* Instructions to follow:
Render every line of the listing below as a Markdown table with two columns, "No." for the row number and "Entry" for the line itself, leaving out any blank lines.

* Provided entries:
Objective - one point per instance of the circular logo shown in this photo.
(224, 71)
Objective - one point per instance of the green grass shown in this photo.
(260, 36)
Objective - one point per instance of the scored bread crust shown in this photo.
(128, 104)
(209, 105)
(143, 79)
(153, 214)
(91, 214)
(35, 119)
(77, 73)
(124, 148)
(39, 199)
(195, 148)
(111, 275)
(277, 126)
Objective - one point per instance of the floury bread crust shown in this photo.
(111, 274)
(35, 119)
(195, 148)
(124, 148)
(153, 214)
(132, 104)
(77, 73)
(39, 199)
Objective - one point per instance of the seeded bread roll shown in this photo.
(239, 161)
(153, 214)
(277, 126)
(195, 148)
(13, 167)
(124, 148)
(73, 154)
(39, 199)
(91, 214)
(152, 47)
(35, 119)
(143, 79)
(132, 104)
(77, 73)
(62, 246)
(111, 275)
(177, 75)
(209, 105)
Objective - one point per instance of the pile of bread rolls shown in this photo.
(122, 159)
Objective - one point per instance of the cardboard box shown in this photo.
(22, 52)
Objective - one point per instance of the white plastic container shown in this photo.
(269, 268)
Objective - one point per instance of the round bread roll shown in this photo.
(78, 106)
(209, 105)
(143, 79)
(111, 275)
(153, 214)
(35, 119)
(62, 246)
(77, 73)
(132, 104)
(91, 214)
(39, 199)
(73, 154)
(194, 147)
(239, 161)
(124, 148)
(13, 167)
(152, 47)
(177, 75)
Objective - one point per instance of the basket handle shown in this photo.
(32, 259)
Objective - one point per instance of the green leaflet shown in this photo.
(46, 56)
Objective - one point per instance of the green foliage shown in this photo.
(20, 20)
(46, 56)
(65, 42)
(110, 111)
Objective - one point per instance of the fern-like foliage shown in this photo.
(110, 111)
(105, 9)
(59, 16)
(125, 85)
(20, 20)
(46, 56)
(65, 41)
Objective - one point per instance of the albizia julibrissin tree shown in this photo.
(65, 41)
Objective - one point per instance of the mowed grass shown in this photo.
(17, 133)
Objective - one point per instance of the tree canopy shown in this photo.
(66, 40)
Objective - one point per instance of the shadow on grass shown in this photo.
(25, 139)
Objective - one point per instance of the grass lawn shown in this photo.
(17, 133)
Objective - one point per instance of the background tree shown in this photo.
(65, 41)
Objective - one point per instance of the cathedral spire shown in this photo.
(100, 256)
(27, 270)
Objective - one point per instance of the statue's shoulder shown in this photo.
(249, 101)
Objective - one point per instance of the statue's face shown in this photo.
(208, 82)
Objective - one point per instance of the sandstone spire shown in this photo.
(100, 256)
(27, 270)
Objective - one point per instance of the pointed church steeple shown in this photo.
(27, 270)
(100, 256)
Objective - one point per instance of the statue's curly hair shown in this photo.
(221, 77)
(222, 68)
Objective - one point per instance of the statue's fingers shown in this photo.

* Correct answer:
| No. | Entry |
|---|---|
| 1 | Objective - one point per instance of the circular logo shown in this photo. |
| 2 | (224, 71) |
| 3 | Objective - one point per instance of the green grass shown in this photo. |
| 4 | (260, 36) |
| 5 | Objective - one point per instance of the scored bread crust shown in this photo. |
| 6 | (128, 104) |
| 7 | (209, 105) |
| 8 | (143, 79) |
| 9 | (153, 214) |
| 10 | (91, 214) |
| 11 | (35, 119) |
| 12 | (77, 73) |
| 13 | (124, 148) |
| 14 | (39, 199) |
| 15 | (195, 148) |
| 16 | (111, 275) |
| 17 | (277, 126) |
| 18 | Objective - one point per instance of the floury bread crust shown in this photo. |
| 19 | (111, 274) |
| 20 | (35, 119) |
| 21 | (195, 148) |
| 22 | (124, 148) |
| 23 | (153, 214) |
| 24 | (132, 104) |
| 25 | (77, 73) |
| 26 | (39, 199) |
| 27 | Objective - one point per instance of the seeded bread roll shown in this photo. |
| 28 | (239, 161) |
| 29 | (153, 214) |
| 30 | (277, 126) |
| 31 | (195, 148) |
| 32 | (13, 167) |
| 33 | (124, 148) |
| 34 | (73, 154) |
| 35 | (39, 199) |
| 36 | (91, 214) |
| 37 | (152, 47) |
| 38 | (35, 119) |
| 39 | (143, 79) |
| 40 | (132, 104) |
| 41 | (77, 73) |
| 42 | (62, 246) |
| 43 | (111, 275) |
| 44 | (177, 75) |
| 45 | (209, 105) |
| 46 | Objective - one point per instance of the pile of bread rolls shown in this photo. |
| 47 | (122, 159) |
| 48 | Objective - one point per instance of the cardboard box shown in this photo. |
| 49 | (22, 52) |
| 50 | Objective - one point per instance of the white plastic container shown in this photo. |
| 51 | (269, 268) |
| 52 | Objective - one point per instance of the round bread roll shown in this photo. |
| 53 | (78, 106) |
| 54 | (209, 105) |
| 55 | (143, 79) |
| 56 | (111, 275) |
| 57 | (153, 214) |
| 58 | (35, 119) |
| 59 | (62, 246) |
| 60 | (77, 73) |
| 61 | (132, 104) |
| 62 | (91, 214) |
| 63 | (39, 199) |
| 64 | (73, 154) |
| 65 | (194, 147) |
| 66 | (239, 161) |
| 67 | (124, 148) |
| 68 | (13, 167) |
| 69 | (152, 47) |
| 70 | (177, 75) |
| 71 | Objective - one point per instance of the basket handle shown in this photo. |
| 72 | (32, 259) |
| 73 | Objective - one point per instance of the green leaflet shown in this photo. |
| 74 | (46, 56) |
| 75 | Objective - one point per instance of the green foliage shown in this photo. |
| 76 | (20, 20) |
| 77 | (46, 56) |
| 78 | (65, 42) |
| 79 | (110, 111) |
| 80 | Objective - one point per instance of the fern-like foliage shown in this photo. |
| 81 | (110, 111) |
| 82 | (105, 9) |
| 83 | (59, 16) |
| 84 | (125, 85) |
| 85 | (20, 20) |
| 86 | (46, 56) |
| 87 | (65, 41) |
| 88 | Objective - one point per instance of the albizia julibrissin tree shown in this photo. |
| 89 | (65, 41) |
| 90 | Objective - one point per instance of the mowed grass shown in this photo. |
| 91 | (17, 133) |
| 92 | Objective - one point per instance of the tree canopy shown in this photo. |
| 93 | (66, 40) |
| 94 | Objective - one point per instance of the shadow on grass shown in this photo. |
| 95 | (25, 139) |
| 96 | Objective - one point per instance of the grass lawn shown in this photo. |
| 97 | (17, 133) |
| 98 | Objective - one point per instance of the background tree shown in this photo. |
| 99 | (65, 41) |
| 100 | Objective - one point per instance of the cathedral spire shown in this photo. |
| 101 | (100, 256) |
| 102 | (27, 270) |
| 103 | Objective - one point per instance of the statue's shoulder shown in this photo. |
| 104 | (249, 101) |
| 105 | Objective - one point per instance of the statue's face shown in this photo. |
| 106 | (208, 82) |
| 107 | Objective - one point per instance of the sandstone spire shown in this photo. |
| 108 | (100, 256) |
| 109 | (27, 270) |
| 110 | Objective - one point per instance of the pointed church steeple shown in this photo. |
| 111 | (27, 270) |
| 112 | (100, 256) |
| 113 | Objective - one point per instance of the statue's curly hair shown in this photo. |
| 114 | (221, 77) |
| 115 | (222, 68) |
| 116 | Objective - one point per instance of the statue's fingers shown in this photo. |